Your Highness, my Lords, Mr Mayor, Ladies and Gentlemen,
I need hardly tell you what a very special pleasure it is to be with you this afternoon for the opening of the Aga Khan Centre and, in particular, to join you in celebrating the sixtieth Anniversary of His Highness The Aga Khan’s succession to the Imamat. Believe it or not, it will be 50 years since I become Prince of Wales but that is purely incidental.
It is, of course, Your Highness, the remarkable leadership that you have shown over these past sixty years, which has made a reality of everything we see here today. Above all, it is Your Highness's vision which has enabled the Aga Khan Development Network to grow into an organization of international importance, addressing development needs across the globe, and bridging the boundaries of race and religion with your message of hope, compassion and pluralism.
It is, if I may say so, a matter of particular pride that this centre, and the international academic institutions to which it is home, should be here in London, a great world city and exemplar of pluralism, and a centre of excellence for specialist academic study.
Now I know that Your Highness's objective in the founding of The Institute of Ismaili Studies and the Aga Khan University Institute for the Study of Muslim Civilisations was to foster better understanding of Islam and of Muslim cultures. I have no doubt that this new space will make a profound difference to such a vital mission and will help ensure that future generations gain a better appreciation of the profound intellectual and cultural contributions that Islamic civilizations have made to our world.
I share Your Highness's determination that we must tackle the truly dreadful scourge of intolerance by knowing and understanding each other better and by building bridges between our cultures and societies. It is heart-breaking beyond words to see how ignorance, narrow-mindedness and irresponsible leadership cause such pain and suffering in our world – something which the Ismaili community knows only too well.

INFORMATION PROVIDED -
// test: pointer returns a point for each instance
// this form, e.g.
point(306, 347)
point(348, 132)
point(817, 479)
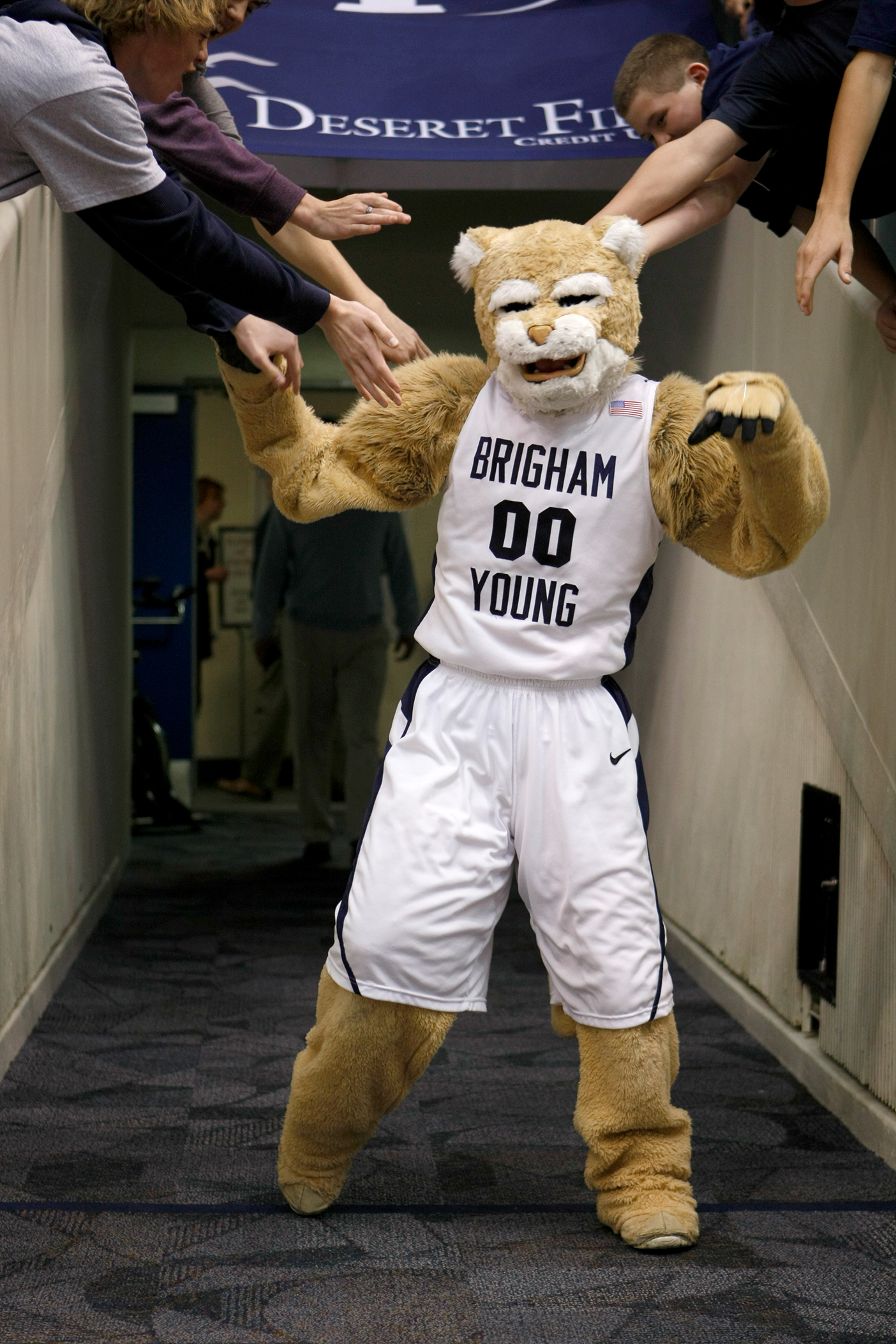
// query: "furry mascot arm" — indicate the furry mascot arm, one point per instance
point(382, 459)
point(749, 503)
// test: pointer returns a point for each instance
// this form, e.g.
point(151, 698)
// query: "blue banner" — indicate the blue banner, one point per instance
point(470, 80)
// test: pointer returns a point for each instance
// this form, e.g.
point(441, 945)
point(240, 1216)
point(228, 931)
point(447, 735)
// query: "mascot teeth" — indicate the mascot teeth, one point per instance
point(544, 369)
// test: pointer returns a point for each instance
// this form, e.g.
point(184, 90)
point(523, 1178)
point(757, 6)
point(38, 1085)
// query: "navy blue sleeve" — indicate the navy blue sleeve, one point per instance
point(168, 233)
point(401, 577)
point(875, 27)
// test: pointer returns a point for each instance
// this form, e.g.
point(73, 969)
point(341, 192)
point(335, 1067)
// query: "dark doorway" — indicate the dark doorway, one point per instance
point(818, 892)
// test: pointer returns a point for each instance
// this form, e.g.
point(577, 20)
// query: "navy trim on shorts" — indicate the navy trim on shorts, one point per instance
point(637, 606)
point(644, 807)
point(407, 710)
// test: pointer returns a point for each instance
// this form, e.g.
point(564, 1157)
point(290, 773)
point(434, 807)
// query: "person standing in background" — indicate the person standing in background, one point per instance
point(211, 499)
point(334, 647)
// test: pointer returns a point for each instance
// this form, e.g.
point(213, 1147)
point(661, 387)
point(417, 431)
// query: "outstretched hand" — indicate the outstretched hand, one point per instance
point(356, 334)
point(829, 238)
point(348, 217)
point(410, 345)
point(260, 340)
point(739, 401)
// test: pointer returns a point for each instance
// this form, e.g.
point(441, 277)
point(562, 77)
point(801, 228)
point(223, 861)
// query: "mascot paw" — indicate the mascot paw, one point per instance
point(661, 1232)
point(740, 401)
point(304, 1199)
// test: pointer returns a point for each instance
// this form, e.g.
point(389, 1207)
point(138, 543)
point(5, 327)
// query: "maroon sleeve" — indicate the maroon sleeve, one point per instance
point(186, 137)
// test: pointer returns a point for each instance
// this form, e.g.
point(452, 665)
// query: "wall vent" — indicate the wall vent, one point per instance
point(818, 892)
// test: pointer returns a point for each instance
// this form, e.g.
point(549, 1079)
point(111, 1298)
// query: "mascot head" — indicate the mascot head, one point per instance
point(556, 306)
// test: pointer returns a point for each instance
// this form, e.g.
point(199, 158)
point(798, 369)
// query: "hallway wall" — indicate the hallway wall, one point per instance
point(745, 691)
point(65, 611)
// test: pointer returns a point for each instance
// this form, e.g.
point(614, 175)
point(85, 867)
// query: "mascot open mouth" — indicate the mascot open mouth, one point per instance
point(544, 369)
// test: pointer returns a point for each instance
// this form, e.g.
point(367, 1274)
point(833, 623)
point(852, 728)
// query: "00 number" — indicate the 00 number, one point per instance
point(554, 531)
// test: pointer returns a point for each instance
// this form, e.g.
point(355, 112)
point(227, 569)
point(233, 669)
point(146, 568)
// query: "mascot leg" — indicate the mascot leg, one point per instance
point(638, 1143)
point(362, 1057)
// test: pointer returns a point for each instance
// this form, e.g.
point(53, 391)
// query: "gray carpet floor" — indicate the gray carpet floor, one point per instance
point(138, 1131)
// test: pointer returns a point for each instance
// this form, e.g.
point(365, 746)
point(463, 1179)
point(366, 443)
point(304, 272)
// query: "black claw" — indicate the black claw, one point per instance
point(707, 426)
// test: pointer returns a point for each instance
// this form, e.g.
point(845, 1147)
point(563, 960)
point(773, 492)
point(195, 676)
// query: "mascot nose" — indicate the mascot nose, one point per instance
point(539, 334)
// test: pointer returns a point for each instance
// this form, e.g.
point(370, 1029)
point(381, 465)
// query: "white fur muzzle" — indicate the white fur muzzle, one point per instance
point(605, 366)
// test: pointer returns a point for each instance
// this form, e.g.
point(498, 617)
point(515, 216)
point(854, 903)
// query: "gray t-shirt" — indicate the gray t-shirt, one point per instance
point(68, 120)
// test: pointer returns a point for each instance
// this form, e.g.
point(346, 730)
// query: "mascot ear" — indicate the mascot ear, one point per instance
point(470, 249)
point(625, 237)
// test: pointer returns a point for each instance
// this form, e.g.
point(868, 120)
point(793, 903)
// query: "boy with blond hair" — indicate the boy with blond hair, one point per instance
point(69, 121)
point(749, 125)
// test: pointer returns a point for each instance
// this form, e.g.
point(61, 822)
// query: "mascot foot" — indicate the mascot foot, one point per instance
point(308, 1199)
point(662, 1232)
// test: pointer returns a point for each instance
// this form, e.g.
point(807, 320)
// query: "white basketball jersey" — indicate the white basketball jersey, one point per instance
point(547, 537)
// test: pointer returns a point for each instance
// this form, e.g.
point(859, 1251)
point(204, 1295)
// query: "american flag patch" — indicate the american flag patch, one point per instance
point(626, 409)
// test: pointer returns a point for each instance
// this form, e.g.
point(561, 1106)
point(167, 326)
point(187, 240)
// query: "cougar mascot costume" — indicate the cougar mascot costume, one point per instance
point(564, 468)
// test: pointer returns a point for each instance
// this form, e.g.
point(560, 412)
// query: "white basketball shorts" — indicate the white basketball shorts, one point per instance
point(480, 773)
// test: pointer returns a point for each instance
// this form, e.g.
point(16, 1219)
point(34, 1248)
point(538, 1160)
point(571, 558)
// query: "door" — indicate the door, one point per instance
point(164, 551)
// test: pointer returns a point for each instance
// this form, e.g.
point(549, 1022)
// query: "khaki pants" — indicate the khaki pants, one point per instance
point(329, 673)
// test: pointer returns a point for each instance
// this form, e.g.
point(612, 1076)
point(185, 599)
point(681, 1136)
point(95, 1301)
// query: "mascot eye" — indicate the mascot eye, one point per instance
point(575, 300)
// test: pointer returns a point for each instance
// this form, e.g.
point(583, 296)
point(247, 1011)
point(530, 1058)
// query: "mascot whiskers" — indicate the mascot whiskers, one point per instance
point(514, 746)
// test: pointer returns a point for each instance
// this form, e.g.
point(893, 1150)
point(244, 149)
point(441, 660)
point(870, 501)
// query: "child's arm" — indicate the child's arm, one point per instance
point(752, 488)
point(863, 96)
point(673, 171)
point(703, 209)
point(324, 262)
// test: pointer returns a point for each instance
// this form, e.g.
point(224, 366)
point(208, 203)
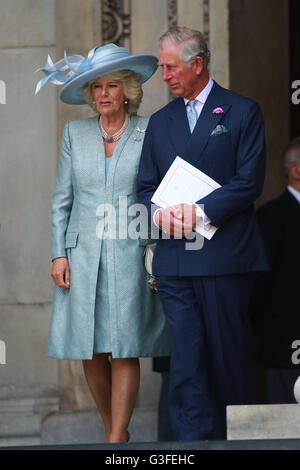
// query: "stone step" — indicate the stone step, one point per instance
point(263, 422)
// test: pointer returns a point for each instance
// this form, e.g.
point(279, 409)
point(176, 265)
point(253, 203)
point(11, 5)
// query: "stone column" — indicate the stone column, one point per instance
point(28, 379)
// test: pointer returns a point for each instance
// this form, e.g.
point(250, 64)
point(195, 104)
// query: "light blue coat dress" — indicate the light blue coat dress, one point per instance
point(109, 307)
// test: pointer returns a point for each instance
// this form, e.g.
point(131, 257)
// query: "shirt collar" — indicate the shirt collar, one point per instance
point(294, 192)
point(202, 97)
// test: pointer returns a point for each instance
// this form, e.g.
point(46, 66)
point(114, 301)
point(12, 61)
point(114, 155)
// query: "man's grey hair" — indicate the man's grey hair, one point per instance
point(193, 44)
point(291, 155)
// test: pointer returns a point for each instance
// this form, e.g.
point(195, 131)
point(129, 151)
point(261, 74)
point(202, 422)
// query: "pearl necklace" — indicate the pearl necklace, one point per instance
point(117, 135)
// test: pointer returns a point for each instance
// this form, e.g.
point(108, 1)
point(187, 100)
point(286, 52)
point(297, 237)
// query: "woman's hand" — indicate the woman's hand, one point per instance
point(60, 272)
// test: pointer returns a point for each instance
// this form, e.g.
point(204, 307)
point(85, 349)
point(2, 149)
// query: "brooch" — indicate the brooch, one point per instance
point(138, 134)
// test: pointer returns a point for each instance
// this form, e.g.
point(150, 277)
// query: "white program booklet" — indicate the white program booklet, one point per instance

TASKS FOR THIS EXERCISE -
a. Answer these from the Aga Khan Centre speech:
(i) Which anniversary is being celebrated at the opening?
(ii) In which city is the centre located?
(iii) What was the stated objective in founding the two institutes the speech names?
b. Write the next part of the Aga Khan Centre speech, picking up after its last sentence.
The rows have no role in any of this.

RESULTS -
a.
(i) The sixtieth anniversary of His Highness The Aga Khan's succession to the Imamat.
(ii) London.
(iii) To foster better understanding of Islam and of Muslim cultures.

b.
Your Highness, the extraordinary work that you have done throughout your lifetime, in the service of humanity and in the name of Islam, is as remarkable as it is invaluable. For that, you are owed the greatest debt of gratitude and I did just want to take this opportunity to thank you on behalf of us all, if I may.
If I may, I would also just like to say a brief few words about the Ismaili community in this country, and the contribution you have made to British society over so many years. I have always had the greatest admiration for the Ismaili community's emphasis on intellectual and cultural exploration as a means of integration, and your determination to discharge your obligations as citizens of this country while maintaining your own special and distinctive traditions.
It is clear to me that in holding dear the values of humility, honour, magnanimity and hospitality, the Ismaili Community takes its inspiration from you, Your Highness, and from your extraordinary "Greatness of Soul." In similarly inspiring this Centre, you have set it on a path to serve the world with great distinction, just as Your Highness has yourself done throughout your remarkable life. My wife and I have been fortunate enough to see just what an inspiration you are to your community when we accompanied you to Altit years ago. Never will we forget that occasion nor, for that matter, the magnificently shampoo-ed bull yak with which I was presented and which, very sadly, I was unable to transport back to Highgrove to graze in my Islamic Garden!
It therefore gives me the greatest pride and pleasure to pay tribute to Your Highness today and to offer you my heartfelt congratulations on your Diamond Jubilee. It is a very great privilege to join you at the opening of this Centre, which I know means such a great deal to you, and to convey my warmest best wishes for the crucial work that will be done here in the years ahead.